[Text for analysis — start]

The rise (and success) of remote working in the UK legal sector in 2020.Reading Time: 5 minutes
Last week we published our UK legal sector ‘State of the Workplace 2020’ report in partnership with Today’s Conveyancer and the Practical Vision Network. The aim of the report was to shine a light on the huge and lasting impact the events of 2020 have had on UK law firms and legal sector employees.
We surveyed over 2500 legal professionals from a variety of specialist areas and levels of seniority and collected their thoughts, experiences and opinions on a wide array of topics. One of the most poignant topics was that of remote working.
In this series of articles, we’ll break down the key findings of our report, starting with the changes caused to the industry and its people by the huge shift towards remote working in the UK legal sector.
The sharp rise remote working in the UK legal sector
All the way back in March 2020, the Office of National Statistics (ONS) released findings from their Annual Population Survey (APS), which showed that 1.7 million UK workers were primarily working from home. This equates to just below 5% of the UK workforce. For comparison, five years ago, it was 4.1%. But by April, this percentage had shot all the way up to over 46%, nearly half of all working professionals in the UK. This highlights just how important workplace flexibility has been during the new normal.

[Text for analysis — finish]
[Data for analysis — start]

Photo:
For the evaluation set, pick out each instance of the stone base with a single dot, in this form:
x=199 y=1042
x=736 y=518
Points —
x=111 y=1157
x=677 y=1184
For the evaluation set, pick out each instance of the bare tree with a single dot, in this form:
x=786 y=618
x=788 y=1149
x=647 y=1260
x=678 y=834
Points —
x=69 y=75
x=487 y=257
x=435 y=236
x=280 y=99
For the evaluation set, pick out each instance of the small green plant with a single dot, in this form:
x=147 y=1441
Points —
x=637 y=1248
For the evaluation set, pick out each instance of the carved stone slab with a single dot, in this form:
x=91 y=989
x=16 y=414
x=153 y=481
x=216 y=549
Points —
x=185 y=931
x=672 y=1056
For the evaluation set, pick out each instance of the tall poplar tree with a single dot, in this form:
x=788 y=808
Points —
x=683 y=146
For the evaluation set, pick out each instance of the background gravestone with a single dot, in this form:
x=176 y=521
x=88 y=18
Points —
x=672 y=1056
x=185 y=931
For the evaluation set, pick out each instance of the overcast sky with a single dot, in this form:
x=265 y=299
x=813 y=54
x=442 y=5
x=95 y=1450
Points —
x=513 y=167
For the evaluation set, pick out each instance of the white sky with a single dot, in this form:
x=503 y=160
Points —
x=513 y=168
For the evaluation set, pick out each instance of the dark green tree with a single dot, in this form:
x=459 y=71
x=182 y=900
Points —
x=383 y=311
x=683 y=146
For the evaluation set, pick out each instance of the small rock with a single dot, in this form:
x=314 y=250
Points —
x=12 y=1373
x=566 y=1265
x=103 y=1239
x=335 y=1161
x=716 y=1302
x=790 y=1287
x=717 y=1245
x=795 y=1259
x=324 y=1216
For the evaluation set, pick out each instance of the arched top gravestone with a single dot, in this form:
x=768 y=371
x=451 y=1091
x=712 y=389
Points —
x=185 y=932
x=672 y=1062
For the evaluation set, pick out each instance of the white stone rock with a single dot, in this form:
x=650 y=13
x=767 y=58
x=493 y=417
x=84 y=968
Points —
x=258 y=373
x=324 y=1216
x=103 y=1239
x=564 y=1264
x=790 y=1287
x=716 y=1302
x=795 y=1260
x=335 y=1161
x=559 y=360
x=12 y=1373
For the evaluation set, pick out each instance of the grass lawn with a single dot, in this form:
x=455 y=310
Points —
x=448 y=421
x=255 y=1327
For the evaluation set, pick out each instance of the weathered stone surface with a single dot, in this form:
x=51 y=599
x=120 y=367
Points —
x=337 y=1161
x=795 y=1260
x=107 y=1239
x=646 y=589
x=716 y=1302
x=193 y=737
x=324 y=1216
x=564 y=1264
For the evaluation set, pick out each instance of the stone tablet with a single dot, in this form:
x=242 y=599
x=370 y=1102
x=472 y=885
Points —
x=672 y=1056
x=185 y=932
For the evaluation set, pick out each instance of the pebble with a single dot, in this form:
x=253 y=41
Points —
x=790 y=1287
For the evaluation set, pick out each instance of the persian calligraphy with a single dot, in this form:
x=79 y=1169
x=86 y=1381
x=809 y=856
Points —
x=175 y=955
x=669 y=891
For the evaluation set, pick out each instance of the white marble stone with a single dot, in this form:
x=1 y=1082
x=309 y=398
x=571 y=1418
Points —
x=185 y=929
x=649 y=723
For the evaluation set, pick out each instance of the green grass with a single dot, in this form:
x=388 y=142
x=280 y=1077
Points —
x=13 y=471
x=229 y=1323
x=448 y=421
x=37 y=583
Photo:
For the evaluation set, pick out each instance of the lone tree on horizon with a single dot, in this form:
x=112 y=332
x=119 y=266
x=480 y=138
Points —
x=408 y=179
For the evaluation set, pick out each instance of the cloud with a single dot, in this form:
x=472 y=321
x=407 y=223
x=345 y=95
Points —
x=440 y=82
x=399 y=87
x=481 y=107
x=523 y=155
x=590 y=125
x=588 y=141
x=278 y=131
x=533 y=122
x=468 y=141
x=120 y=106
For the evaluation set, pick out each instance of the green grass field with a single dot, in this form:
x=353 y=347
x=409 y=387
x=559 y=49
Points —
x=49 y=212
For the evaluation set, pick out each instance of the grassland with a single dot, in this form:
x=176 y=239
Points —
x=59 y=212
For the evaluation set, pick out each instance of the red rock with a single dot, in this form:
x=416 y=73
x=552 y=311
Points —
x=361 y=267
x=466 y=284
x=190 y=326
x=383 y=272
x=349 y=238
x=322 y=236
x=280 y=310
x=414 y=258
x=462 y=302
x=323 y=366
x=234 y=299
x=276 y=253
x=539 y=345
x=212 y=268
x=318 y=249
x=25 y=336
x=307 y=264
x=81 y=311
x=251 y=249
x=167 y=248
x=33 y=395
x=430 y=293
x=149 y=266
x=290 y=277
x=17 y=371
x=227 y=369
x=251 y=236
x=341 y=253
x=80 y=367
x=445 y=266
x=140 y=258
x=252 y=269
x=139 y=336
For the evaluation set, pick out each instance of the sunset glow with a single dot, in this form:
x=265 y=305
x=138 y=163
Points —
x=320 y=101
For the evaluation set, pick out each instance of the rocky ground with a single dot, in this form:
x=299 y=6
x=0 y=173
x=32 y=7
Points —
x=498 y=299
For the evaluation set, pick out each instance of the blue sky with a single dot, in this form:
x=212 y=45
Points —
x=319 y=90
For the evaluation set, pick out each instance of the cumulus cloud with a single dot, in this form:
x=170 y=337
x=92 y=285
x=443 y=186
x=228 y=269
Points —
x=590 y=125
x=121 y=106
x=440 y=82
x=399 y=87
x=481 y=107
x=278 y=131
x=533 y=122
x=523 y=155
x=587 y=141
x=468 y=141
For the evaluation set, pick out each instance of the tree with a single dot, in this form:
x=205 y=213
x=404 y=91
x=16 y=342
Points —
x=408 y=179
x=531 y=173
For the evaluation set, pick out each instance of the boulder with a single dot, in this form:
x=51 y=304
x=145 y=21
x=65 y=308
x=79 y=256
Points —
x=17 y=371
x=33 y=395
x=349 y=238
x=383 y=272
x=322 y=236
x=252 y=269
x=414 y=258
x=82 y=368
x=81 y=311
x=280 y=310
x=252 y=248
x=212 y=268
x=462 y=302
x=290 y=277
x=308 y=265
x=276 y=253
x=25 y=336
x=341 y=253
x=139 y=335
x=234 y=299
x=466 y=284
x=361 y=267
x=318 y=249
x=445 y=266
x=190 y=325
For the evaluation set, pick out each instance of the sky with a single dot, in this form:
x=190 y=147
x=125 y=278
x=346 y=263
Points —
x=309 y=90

[Data for analysis — finish]

[Problem statement] Please continue the article on remote working in the UK legal sector, starting right after its last sentence.

[Output of the exercise]
But that percentage is general, including staff in retail, the service industry, and trade workers like electricians and plumbers. In other words, it includes all the people whose jobs can’t be performed remotely. And it is from April, and a lot can change in seven months (particularly in 2020).
Our research into a number of professional industries shows the percentage is much higher when you look at specific sectors. For example, over 80% of respondents to our survey have been remote working in the UK legal sector this year.
Is remote work in law firms lagging behind other sectors?
Firstly, law firms increasing their rates of remote work by so much in such a short space of time is no mean feat.
But against other comparable sectors, our data would suggest they have actually fallen behind the trend. Further ONS findings released in May showed that the average rate of remote work in similar professional sectors at the time was 88%. After all, remote work already tended to be very popular with the majority of professional service sectors according to Buffer’s State of Remote Work Report 2020 (all data collected prior to the Coronavirus pandemic).
In order to better understand the levels of remote working in the UK legal sector, we broke down our responses by seniority of position. While most positions had telecommuting rates of over 70%, the two exceptions were partners and will-writers. This suggests that, rather than being down to slow implementation, the limits of remote work for legal professionals stem from the specific requirements of certain roles.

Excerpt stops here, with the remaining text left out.